* Partes do exercício *
#1 Devolva, sem nenhuma alteração, a parte do trecho sobre Delfim Netto que começa em "Após deixar o" e termina em "de Marcos Lisboa.".
#2 Informe somente o número de linhas da lista que contêm a palavra "hedge", levando em conta a diferença entre maiúsculas e minúsculas.

* Trecho *
Após deixar o cargo na Fazenda, ocupou o
posto de embaixador do Brasil na França, em 1975, durante o governo de Ernesto
Geisel. No governo de João Figueiredo, assumiu o Ministério da Agricultura e,
em seguida, o do Planejamento. Depois da redemocratização, foi eleito deputado
federal por cinco mandatos consecutivos e permaneceu como figura de destaque
nos meios econômico e político. O simples oportunismo não explica essa
transversalidade política. Delfim foi um protagonista da “revolução passiva” da
modernização brasileira, na qual o positivismo foi o caldo de cultura da
direita e, depois, da esquerda. Delfim acreditava no Estado como principal
indutor do progresso. Isso explica o seu camaleônico transformismo político.
Um comentário:
Certo dia, fui assistir a uma palestra do Professor no auditório da Folha. O evento contou também com a participação de Marcos Lisboa.
Fiz questão de tietar os dois, e pedi para tirarmos uma foto. Ambos foram absolutamente simpáticos.
Delfim Netto:
- Eu se fosse você pensaria duas vezes antes de a gente fazer isso. Se eu aparecer, você vai se queimar com seus amigos.

* Lista de linhas *
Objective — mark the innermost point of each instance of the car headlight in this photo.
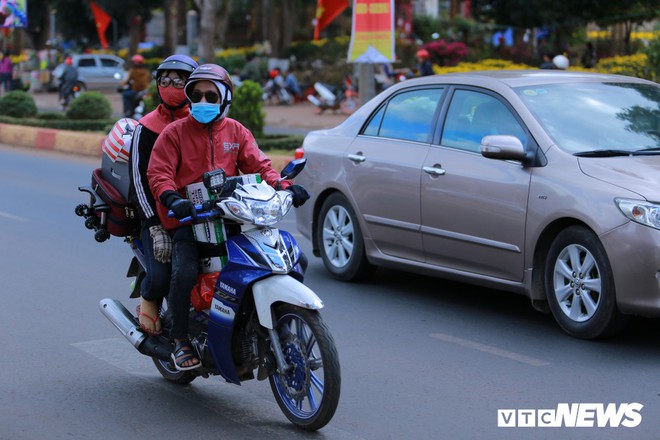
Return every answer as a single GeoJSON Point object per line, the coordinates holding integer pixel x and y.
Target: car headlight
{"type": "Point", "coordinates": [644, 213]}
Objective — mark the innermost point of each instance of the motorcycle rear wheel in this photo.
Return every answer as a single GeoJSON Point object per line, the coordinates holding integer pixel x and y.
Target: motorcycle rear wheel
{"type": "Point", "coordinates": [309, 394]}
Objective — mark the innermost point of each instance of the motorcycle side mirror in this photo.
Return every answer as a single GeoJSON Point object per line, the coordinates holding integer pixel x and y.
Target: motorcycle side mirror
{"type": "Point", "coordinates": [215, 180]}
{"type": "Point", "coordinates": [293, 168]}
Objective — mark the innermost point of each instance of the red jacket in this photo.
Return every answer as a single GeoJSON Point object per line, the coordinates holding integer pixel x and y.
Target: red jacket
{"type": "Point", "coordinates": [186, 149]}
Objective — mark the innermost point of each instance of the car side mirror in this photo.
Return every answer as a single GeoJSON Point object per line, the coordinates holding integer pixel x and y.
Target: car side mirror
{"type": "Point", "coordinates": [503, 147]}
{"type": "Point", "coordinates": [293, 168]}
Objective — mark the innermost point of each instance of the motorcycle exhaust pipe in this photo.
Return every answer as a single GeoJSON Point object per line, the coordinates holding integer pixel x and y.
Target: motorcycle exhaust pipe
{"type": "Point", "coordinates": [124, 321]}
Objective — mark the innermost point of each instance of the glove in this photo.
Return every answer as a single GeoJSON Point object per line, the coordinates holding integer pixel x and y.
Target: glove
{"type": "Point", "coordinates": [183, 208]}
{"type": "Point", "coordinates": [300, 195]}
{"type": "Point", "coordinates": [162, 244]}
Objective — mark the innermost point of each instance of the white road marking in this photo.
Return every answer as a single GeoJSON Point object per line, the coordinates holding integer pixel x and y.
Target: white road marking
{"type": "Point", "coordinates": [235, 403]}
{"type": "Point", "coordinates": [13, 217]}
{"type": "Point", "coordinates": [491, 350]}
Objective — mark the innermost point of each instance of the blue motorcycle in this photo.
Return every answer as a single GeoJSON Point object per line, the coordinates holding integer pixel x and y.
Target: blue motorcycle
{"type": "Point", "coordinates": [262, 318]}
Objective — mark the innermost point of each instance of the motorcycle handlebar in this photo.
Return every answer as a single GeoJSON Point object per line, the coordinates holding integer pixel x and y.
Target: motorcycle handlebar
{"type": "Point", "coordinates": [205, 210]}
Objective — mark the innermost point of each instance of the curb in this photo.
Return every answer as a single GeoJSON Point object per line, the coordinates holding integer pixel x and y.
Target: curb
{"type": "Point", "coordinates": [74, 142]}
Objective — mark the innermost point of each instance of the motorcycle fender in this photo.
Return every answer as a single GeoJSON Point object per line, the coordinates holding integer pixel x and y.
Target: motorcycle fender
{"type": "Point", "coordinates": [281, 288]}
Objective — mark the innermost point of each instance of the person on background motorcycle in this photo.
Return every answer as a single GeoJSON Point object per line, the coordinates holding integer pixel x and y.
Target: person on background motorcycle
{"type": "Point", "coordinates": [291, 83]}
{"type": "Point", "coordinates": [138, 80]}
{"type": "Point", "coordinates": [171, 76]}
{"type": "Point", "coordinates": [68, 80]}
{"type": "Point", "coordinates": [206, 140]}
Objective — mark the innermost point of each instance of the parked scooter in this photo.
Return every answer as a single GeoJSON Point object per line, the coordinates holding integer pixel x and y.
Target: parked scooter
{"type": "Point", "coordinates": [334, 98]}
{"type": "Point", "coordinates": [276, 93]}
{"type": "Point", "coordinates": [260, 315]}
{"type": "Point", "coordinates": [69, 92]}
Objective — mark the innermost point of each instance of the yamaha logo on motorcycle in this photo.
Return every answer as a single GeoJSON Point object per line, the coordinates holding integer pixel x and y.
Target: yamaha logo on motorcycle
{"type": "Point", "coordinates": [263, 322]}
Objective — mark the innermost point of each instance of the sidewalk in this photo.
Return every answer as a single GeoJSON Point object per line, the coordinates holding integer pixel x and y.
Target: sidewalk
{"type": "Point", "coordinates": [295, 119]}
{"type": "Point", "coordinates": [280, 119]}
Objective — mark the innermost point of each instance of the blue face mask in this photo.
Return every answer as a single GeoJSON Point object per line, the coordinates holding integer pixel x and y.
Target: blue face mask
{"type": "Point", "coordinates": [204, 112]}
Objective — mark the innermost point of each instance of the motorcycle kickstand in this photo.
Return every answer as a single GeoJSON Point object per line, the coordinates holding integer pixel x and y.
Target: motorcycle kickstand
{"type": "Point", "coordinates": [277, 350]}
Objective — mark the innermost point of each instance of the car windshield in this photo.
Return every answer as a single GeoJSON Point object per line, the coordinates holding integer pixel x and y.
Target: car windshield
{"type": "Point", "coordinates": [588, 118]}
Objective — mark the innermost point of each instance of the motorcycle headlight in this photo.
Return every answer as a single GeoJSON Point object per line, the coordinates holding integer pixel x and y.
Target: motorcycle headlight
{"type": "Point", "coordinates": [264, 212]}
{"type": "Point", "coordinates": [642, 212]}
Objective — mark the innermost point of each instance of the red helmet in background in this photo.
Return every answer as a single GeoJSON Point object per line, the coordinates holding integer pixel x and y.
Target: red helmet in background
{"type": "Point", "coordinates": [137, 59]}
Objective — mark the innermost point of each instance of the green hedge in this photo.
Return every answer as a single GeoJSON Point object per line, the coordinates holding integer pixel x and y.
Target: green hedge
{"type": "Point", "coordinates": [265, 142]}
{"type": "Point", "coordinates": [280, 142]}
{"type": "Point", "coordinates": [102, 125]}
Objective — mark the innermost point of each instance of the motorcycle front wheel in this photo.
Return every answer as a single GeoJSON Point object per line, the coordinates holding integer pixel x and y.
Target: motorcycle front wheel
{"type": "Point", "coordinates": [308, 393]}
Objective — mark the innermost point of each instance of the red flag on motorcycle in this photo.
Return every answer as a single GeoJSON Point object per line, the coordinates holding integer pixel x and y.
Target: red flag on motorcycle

* Respostas *
#1
Após deixar o cargo na Fazenda, ocupou o
posto de embaixador do Brasil na França, em 1975, durante o governo de Ernesto
Geisel. No governo de João Figueiredo, assumiu o Ministério da Agricultura e,
em seguida, o do Planejamento. Depois da redemocratização, foi eleito deputado
federal por cinco mandatos consecutivos e permaneceu como figura de destaque
nos meios econômico e político. O simples oportunismo não explica essa
transversalidade política. Delfim foi um protagonista da “revolução passiva” da
modernização brasileira, na qual o positivismo foi o caldo de cultura da
direita e, depois, da esquerda. Delfim acreditava no Estado como principal
indutor do progresso. Isso explica o seu camaleônico transformismo político.
Um comentário:
Certo dia, fui assistir a uma palestra do Professor no auditório da Folha. O evento contou também com a participação de Marcos Lisboa.

#2 2